● **WHAT IS BEING ASKED**
Will you output all of the data below exactly, omitting the images?

(Pointing records)
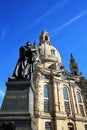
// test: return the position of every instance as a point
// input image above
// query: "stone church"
(59, 97)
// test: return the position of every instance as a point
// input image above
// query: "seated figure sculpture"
(24, 66)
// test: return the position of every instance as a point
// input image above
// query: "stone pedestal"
(18, 104)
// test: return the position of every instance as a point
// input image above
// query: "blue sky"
(24, 20)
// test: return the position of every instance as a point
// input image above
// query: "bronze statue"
(25, 62)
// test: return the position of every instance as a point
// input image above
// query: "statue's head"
(28, 43)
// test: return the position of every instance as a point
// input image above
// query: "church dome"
(47, 51)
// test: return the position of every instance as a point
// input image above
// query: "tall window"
(47, 125)
(66, 100)
(85, 126)
(46, 98)
(80, 103)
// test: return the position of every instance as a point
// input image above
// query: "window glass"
(47, 125)
(46, 105)
(65, 93)
(46, 91)
(67, 107)
(52, 52)
(86, 127)
(79, 97)
(81, 110)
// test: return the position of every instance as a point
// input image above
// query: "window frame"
(66, 100)
(48, 125)
(46, 98)
(80, 103)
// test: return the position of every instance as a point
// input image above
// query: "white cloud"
(60, 28)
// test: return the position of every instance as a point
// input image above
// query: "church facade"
(60, 99)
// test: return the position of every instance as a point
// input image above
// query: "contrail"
(60, 28)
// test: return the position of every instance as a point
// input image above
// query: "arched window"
(66, 100)
(46, 91)
(47, 125)
(65, 93)
(85, 126)
(80, 103)
(46, 98)
(79, 97)
(46, 37)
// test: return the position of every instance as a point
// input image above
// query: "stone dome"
(47, 51)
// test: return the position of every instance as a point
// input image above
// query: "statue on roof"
(74, 67)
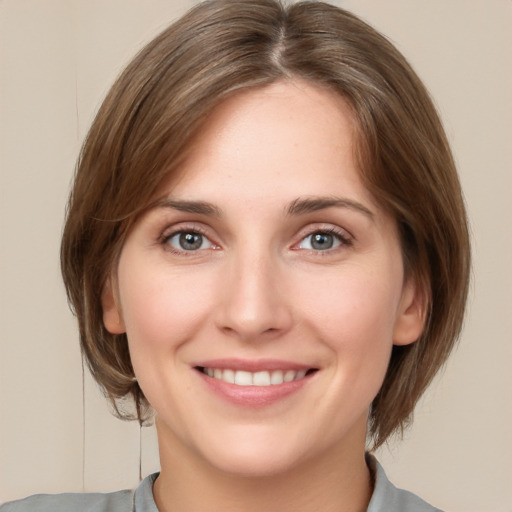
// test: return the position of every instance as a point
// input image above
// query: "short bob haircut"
(220, 47)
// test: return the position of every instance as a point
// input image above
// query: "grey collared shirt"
(385, 498)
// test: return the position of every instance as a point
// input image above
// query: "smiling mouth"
(260, 378)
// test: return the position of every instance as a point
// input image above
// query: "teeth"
(264, 378)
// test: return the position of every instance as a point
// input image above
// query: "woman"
(248, 258)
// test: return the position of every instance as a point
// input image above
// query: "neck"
(338, 481)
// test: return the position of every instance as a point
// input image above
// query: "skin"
(256, 288)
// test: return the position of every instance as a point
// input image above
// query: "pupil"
(322, 241)
(190, 241)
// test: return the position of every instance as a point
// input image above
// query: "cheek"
(161, 309)
(354, 313)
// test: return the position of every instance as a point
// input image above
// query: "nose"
(254, 301)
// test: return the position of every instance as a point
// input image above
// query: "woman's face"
(263, 293)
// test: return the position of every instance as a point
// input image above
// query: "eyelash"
(339, 235)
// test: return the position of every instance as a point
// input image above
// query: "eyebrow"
(200, 207)
(301, 206)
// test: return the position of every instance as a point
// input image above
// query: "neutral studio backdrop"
(57, 60)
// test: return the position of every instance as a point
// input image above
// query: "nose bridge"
(253, 300)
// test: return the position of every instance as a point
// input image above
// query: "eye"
(188, 241)
(323, 241)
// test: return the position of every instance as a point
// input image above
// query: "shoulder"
(388, 497)
(90, 502)
(140, 500)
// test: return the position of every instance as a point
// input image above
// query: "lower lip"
(253, 396)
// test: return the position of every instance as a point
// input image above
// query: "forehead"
(291, 136)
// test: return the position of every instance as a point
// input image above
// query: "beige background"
(57, 59)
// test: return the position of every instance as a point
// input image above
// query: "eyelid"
(345, 238)
(176, 229)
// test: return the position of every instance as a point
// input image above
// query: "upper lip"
(252, 365)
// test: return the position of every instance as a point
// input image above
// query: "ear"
(412, 313)
(112, 318)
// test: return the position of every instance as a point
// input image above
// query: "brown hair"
(140, 135)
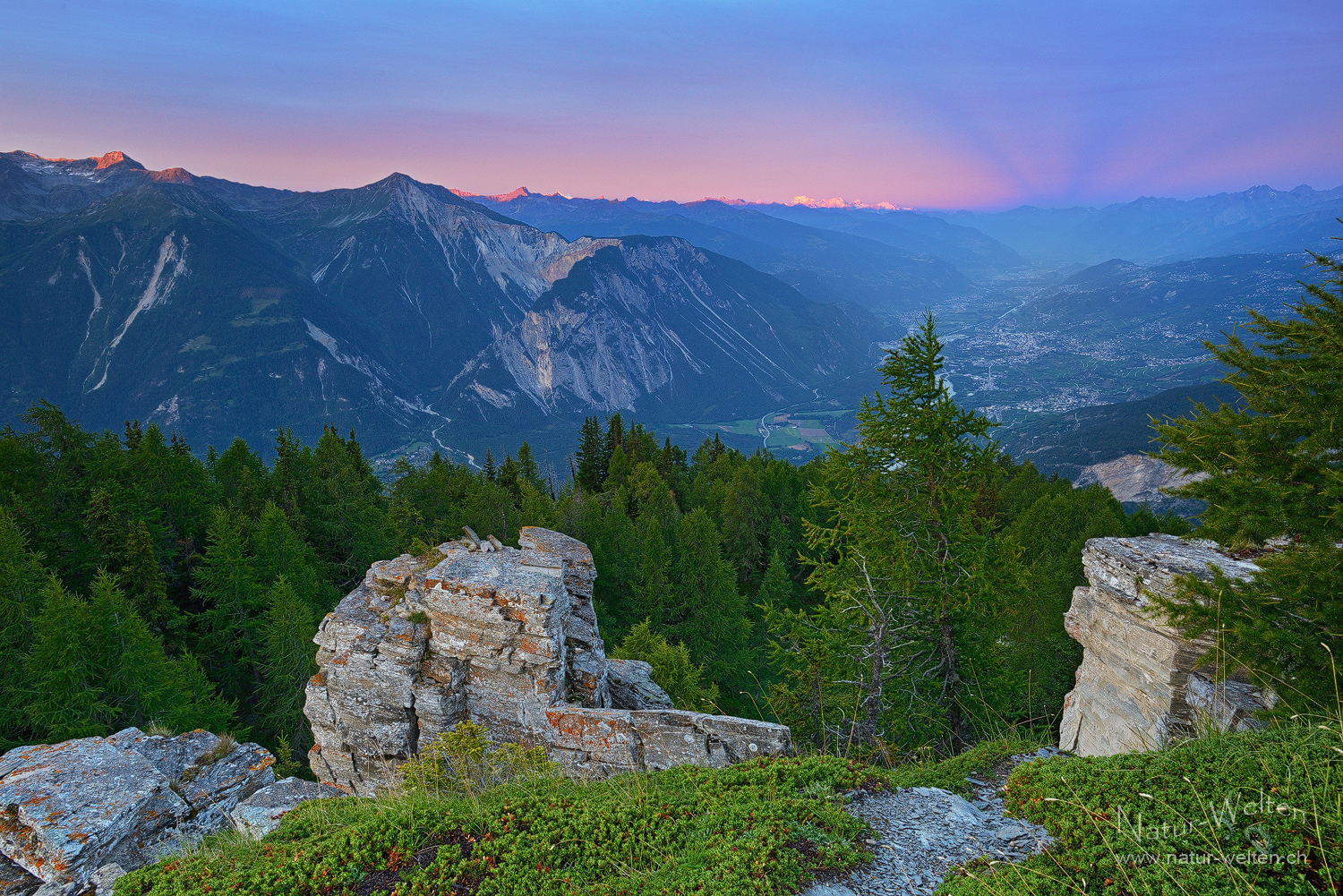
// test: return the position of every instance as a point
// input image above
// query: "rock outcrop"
(72, 809)
(263, 810)
(1141, 683)
(505, 638)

● **ANSWER IN FULL**
// test: return the position of every instance as a point
// input image above
// query: "stone church"
(59, 97)
// test: return the position of every instance as a point
// input image above
// query: "seated figure sculpture"
(24, 66)
// test: return the position of every instance as a point
// input image above
// query: "stone pedestal"
(18, 104)
// test: return the position of every instance as a point
// input image above
// query: "blue sky"
(24, 20)
// test: return the position of every instance as a point
// input image above
// query: "bronze statue"
(25, 62)
// test: return the position of every instance as a point
// input image above
// query: "statue's head"
(28, 43)
// test: return the position of every instance as a point
// input image above
// query: "church dome"
(47, 51)
// test: return the position of every instance as a point
// input image above
// query: "tall window"
(47, 125)
(66, 100)
(85, 126)
(46, 98)
(80, 103)
// test: return the position of every instance as a point
// input image above
// query: "window glass"
(47, 125)
(46, 105)
(65, 93)
(46, 91)
(67, 107)
(52, 52)
(86, 127)
(79, 97)
(81, 110)
// test: return the position of every instance as a point
// input image above
// query: "window frame"
(66, 100)
(48, 125)
(46, 98)
(80, 103)
// test: return the position of every instance as a point
// input image above
// query: "white cloud"
(60, 28)
// test: return the position of every instance as a point
// input image above
// query: "church facade"
(60, 99)
// test: return the position of every instance as a point
// input image above
// query: "contrail"
(60, 28)
// test: return the position of every instance as a point
// input image above
// query: "arched window"
(66, 100)
(46, 91)
(47, 125)
(65, 93)
(85, 126)
(80, 103)
(46, 98)
(79, 97)
(46, 37)
// test: return the position of every instance as a point
// input image above
// query: "stone dome"
(47, 51)
// test: return the position of every instance as a point
// input image above
// query: "statue on roof"
(74, 67)
// test: return the position of every instance as a point
// input image above
// query: "short bob haircut"
(220, 47)
// test: return the position of every instance as a point
// input image above
// query: "grey collared shirt"
(385, 498)
// test: return the position of every instance as a point
// input image above
// query: "smiling mouth"
(260, 378)
// test: return the position of every instance as a point
// input image above
// query: "teeth"
(264, 378)
// test: return the position of every instance as a point
// input image above
// query: "woman"
(248, 258)
// test: return the position of every instance as a point
// input image above
// query: "neck"
(338, 481)
// test: return the position of every instance as a point
// input image above
// query: "skin"
(256, 288)
// test: return the position of every instance as a point
// input image above
// query: "pupil"
(322, 241)
(190, 241)
// test: return the position of every instance as a point
// input image above
// query: "cheek"
(161, 309)
(354, 313)
// test: return the position of every instance as a point
// input image above
// query: "nose"
(254, 301)
// test: return the position of every instance as a point
// input image above
// query: "woman's face"
(263, 293)
// test: return the position of every instance as a point
// input image above
// query: "eyelash"
(339, 235)
// test: return the position of every instance as a point
// input image above
// query: "eyebrow"
(200, 207)
(301, 206)
// test: return the position of every instance as a point
// input image above
// query: "neutral studio backdrop"
(57, 60)
// test: return the position of every instance as a point
// input image above
// query: "nose bridge"
(253, 300)
// test: return the position of every instance as a point
// input image above
// query: "eye"
(188, 241)
(323, 241)
// test: return the position of every instance as a point
// input image above
// query: "shoulder"
(388, 497)
(90, 502)
(140, 500)
// test: return the position of every instance as a point
// input image above
// query: "lower lip"
(253, 396)
// test: return the position of every instance as a point
// input image above
// query: "forehead"
(291, 136)
// test: return the position of every instance as a point
// input image above
// query: "beige background"
(57, 59)
// test: return the position of every instance as a point
// input image above
// query: "eyelid"
(345, 238)
(176, 229)
// test: return the position of every instance as a point
// input image above
// query: "upper lip"
(252, 365)
// test: return the position of every instance as a point
// input image above
// query: "ear"
(412, 313)
(112, 318)
// test: return the position of every instance as a point
// input image above
// query: "brown hair"
(140, 135)
// test: return the position of every instance as a point
// input image above
// query: "rock outcrop"
(72, 809)
(263, 810)
(1141, 683)
(505, 638)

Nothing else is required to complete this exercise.